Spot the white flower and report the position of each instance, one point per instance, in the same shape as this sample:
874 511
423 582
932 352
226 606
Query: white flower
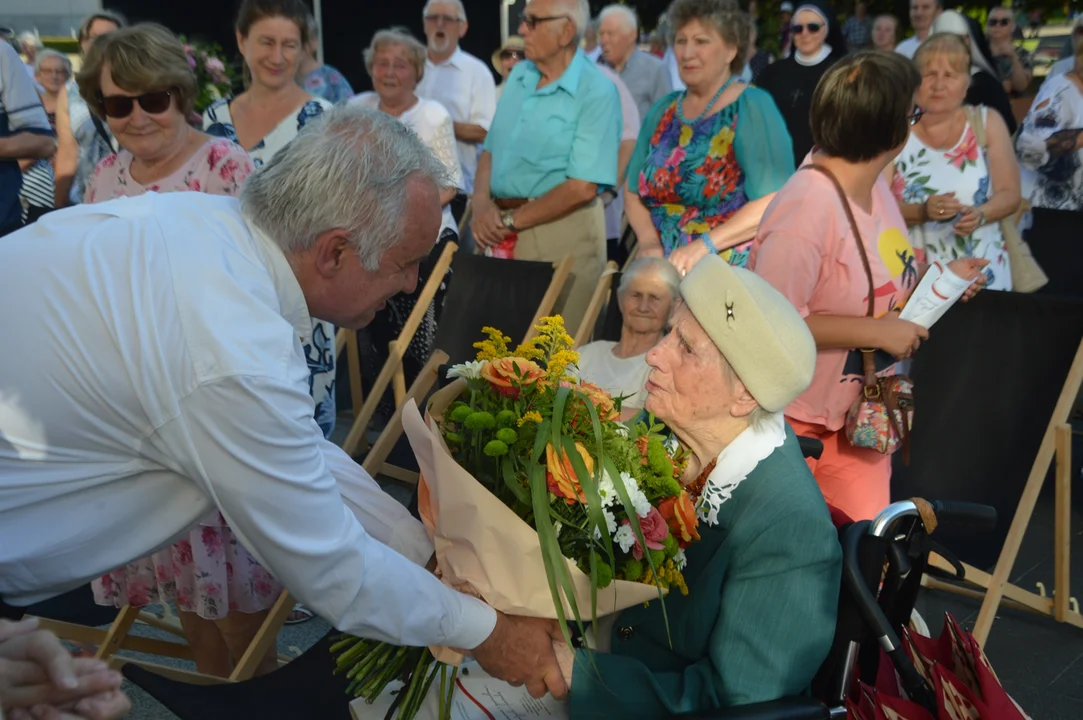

________________

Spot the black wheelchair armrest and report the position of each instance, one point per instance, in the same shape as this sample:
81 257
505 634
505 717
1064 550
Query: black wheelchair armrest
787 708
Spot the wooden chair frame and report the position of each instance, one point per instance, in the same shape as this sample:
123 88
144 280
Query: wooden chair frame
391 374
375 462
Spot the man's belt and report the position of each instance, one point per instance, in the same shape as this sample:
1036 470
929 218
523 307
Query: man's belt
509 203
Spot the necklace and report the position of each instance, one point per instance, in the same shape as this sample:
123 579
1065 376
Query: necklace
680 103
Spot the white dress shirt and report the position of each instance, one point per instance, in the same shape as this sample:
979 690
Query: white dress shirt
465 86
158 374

________________

Duplicate the items starting at the line containing "Spot the white flower" and ending at the line containing "Query: white flower", including both of those lines.

Output for this task
Spot the white flower and report the position of each instance, one point per instance, in the same shape as this sample:
874 511
423 582
932 352
226 606
Query: white flower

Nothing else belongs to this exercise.